Saved entries:
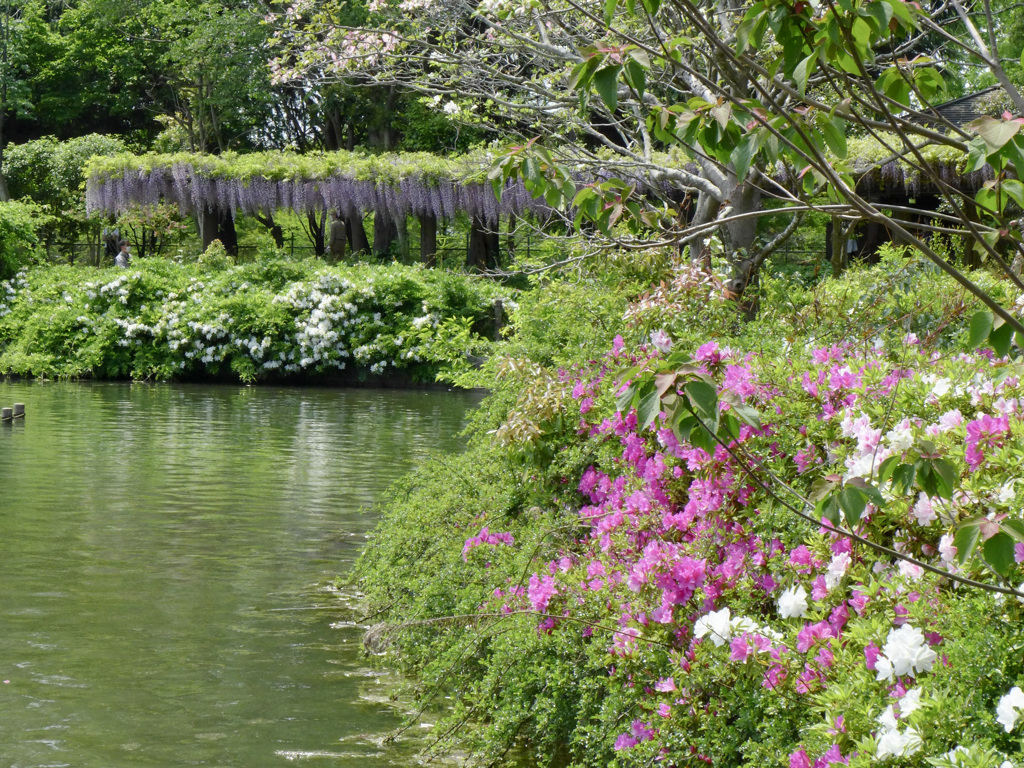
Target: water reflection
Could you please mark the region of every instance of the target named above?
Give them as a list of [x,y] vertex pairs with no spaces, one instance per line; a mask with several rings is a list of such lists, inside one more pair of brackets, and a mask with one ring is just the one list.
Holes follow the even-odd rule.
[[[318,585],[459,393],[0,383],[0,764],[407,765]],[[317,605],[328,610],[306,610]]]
--
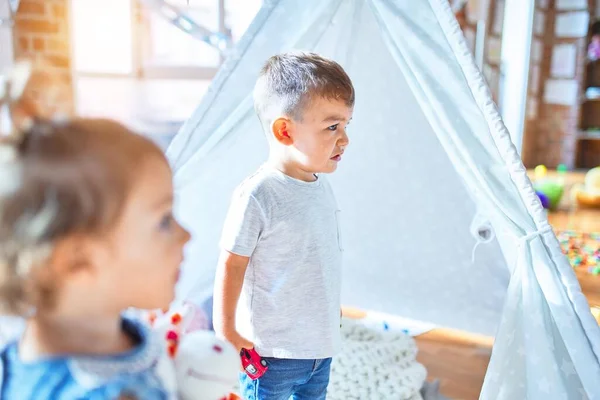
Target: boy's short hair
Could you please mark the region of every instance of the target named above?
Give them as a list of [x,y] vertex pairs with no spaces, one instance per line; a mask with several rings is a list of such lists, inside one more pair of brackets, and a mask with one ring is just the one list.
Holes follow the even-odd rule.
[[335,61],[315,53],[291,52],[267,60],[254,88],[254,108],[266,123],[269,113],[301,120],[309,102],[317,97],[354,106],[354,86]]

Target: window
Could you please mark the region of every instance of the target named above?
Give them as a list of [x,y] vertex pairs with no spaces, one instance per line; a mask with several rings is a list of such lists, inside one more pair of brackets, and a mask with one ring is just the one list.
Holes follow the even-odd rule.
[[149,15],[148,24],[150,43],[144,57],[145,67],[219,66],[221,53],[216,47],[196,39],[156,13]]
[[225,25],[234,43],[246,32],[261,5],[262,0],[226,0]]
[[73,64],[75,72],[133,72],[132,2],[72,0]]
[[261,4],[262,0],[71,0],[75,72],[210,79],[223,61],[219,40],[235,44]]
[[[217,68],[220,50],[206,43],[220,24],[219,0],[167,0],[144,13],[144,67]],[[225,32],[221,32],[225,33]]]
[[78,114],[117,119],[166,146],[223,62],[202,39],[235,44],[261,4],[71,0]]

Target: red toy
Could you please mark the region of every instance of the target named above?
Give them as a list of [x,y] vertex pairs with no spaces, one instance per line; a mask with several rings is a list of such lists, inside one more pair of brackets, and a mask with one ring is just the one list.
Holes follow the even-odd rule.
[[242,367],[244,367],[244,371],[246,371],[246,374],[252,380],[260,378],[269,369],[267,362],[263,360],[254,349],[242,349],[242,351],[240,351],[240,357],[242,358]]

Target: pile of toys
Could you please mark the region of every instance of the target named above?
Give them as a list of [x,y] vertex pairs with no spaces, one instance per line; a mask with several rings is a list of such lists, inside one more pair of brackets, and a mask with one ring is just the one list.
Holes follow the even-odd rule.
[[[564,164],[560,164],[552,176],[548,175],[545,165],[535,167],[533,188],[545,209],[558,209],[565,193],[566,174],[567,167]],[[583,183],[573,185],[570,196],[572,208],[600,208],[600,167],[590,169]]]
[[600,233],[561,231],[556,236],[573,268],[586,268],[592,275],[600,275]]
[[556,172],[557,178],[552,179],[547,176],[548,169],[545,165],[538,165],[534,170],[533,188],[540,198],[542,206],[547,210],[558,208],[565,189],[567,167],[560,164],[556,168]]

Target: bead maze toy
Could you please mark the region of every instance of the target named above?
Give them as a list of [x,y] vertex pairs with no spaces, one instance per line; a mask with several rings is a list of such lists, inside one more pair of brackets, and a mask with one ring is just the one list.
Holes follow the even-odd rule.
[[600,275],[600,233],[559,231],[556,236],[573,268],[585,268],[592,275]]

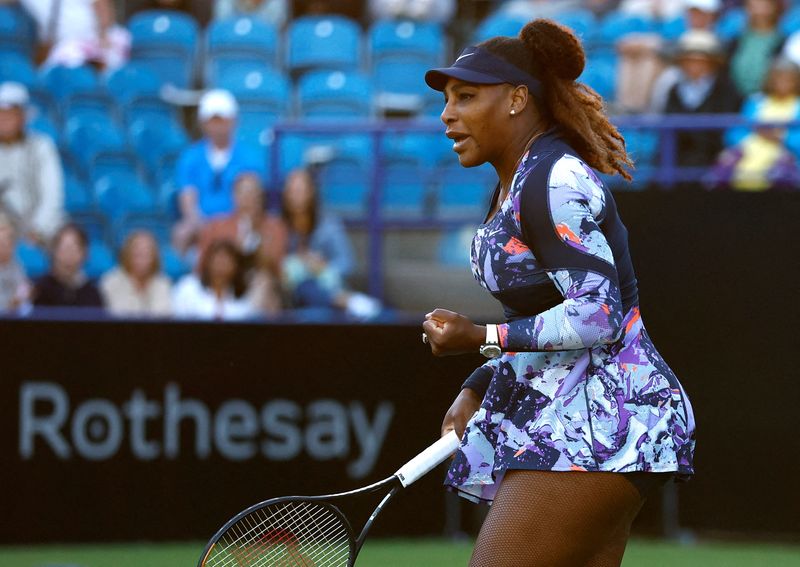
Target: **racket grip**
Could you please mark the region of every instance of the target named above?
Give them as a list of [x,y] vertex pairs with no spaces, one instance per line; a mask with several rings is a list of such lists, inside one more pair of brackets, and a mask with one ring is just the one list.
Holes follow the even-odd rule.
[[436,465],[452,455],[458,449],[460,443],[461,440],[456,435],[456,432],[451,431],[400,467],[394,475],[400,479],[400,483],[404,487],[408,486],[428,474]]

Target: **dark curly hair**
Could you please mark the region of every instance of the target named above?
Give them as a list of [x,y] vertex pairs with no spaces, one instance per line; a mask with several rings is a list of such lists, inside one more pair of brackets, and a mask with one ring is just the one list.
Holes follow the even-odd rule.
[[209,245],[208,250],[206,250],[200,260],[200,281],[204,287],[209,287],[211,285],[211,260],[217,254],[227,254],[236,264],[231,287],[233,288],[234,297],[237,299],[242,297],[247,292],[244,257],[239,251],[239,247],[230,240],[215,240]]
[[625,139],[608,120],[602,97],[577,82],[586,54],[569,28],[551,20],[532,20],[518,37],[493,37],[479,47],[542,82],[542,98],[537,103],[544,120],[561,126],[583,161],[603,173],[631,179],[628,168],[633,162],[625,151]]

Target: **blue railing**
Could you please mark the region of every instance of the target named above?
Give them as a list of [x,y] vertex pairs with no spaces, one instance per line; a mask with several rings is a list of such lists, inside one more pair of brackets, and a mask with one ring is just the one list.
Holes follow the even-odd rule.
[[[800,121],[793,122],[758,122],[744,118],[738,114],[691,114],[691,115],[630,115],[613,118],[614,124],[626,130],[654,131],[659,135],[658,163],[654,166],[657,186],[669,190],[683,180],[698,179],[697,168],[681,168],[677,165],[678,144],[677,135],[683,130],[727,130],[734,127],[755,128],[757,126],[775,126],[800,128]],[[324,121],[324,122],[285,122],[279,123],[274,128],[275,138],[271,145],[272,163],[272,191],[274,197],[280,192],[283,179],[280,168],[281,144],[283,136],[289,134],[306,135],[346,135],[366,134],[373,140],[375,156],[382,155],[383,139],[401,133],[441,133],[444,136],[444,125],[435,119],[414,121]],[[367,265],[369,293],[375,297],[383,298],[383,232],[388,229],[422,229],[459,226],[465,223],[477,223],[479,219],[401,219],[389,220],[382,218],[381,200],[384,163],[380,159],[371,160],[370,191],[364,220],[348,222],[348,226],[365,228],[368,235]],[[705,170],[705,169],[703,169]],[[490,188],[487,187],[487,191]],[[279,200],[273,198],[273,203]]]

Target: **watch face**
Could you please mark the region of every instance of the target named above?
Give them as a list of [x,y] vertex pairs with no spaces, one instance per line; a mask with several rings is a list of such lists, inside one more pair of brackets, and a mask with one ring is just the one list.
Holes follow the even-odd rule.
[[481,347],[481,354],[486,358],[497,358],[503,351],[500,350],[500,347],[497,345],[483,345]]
==
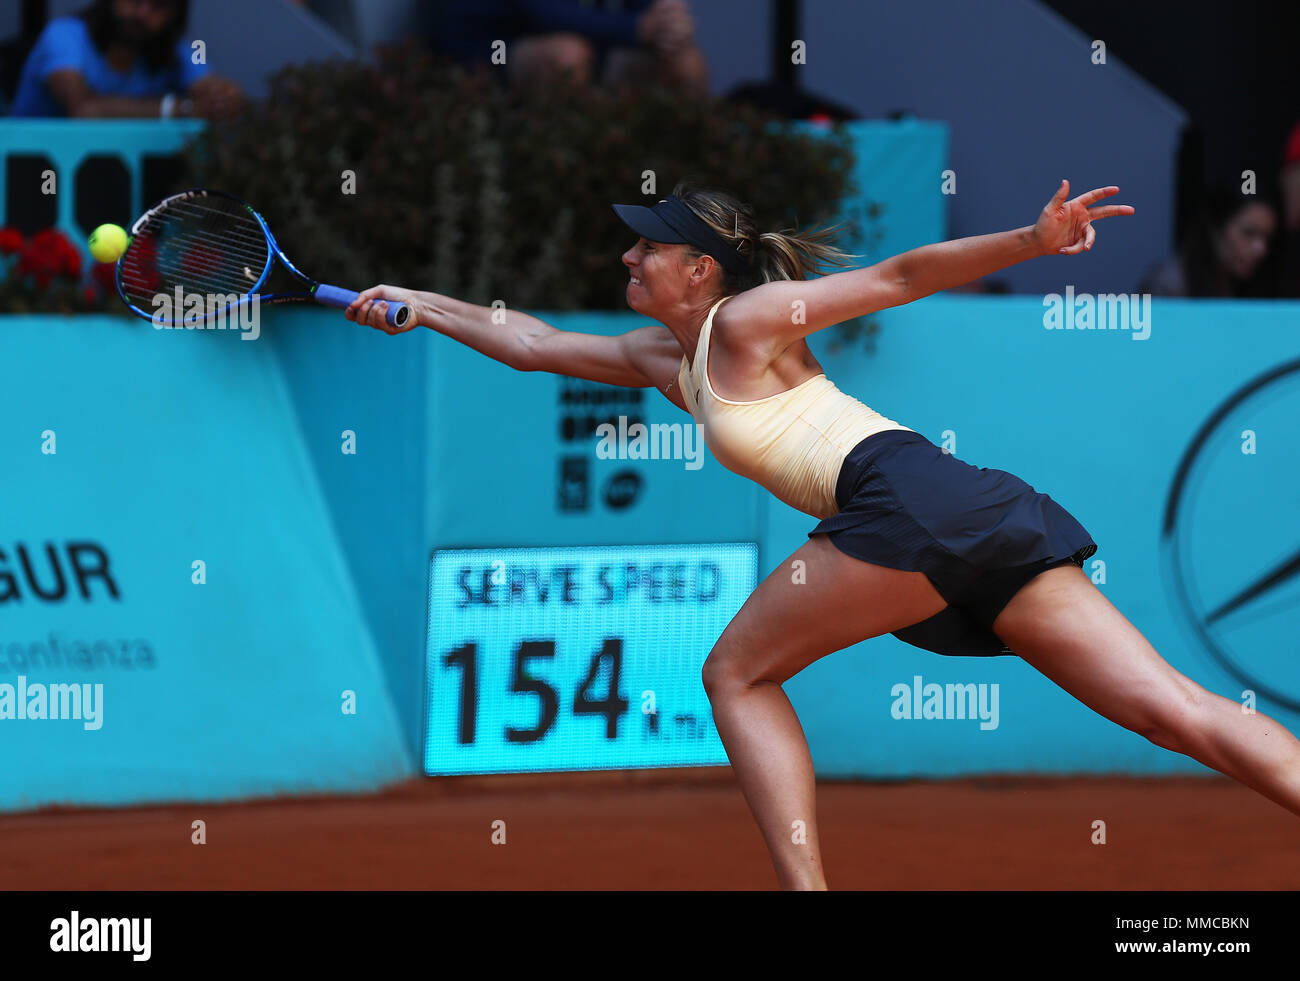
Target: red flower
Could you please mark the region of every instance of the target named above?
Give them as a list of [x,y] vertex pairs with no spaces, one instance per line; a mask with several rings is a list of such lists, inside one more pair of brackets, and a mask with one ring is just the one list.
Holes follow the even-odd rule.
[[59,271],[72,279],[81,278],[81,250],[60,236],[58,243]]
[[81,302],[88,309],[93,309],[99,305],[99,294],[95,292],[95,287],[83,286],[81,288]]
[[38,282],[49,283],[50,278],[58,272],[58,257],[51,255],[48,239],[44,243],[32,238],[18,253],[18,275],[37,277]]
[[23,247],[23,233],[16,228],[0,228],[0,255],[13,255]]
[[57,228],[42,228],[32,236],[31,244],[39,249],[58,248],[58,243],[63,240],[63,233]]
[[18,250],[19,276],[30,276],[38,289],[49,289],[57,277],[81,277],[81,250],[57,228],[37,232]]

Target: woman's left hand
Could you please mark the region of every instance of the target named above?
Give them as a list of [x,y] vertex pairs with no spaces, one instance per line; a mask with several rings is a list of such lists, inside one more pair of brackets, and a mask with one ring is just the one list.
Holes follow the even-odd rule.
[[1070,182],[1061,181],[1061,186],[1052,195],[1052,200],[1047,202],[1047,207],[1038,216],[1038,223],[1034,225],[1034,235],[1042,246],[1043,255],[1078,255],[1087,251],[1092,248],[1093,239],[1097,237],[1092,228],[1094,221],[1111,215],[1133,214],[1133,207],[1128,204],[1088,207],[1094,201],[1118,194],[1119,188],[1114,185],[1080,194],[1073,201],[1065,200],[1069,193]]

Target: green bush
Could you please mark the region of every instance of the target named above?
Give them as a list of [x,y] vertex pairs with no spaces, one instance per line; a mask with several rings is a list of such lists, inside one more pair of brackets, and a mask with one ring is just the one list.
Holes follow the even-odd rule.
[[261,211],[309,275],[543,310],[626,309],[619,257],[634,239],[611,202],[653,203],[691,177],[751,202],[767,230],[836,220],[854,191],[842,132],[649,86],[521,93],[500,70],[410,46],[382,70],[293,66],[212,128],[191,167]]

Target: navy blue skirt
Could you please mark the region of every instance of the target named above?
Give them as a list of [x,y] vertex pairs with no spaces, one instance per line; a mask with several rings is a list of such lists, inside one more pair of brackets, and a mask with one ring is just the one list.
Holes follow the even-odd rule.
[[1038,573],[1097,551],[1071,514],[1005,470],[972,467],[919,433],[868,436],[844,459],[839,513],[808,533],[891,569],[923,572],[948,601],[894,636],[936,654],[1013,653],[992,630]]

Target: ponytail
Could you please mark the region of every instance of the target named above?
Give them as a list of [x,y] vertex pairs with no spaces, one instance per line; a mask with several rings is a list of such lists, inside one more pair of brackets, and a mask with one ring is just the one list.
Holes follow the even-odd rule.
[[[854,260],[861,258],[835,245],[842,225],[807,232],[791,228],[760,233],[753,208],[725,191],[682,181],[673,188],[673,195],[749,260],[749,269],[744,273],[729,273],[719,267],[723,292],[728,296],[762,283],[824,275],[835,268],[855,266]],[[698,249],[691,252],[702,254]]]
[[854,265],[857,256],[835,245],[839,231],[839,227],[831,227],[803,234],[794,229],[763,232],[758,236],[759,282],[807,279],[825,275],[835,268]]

(PROBLEM TO WORK ON): From the records above, return each line that includes "hair".

(TASK OUTPUT):
Target: boy's short hair
Target: **dark curly hair**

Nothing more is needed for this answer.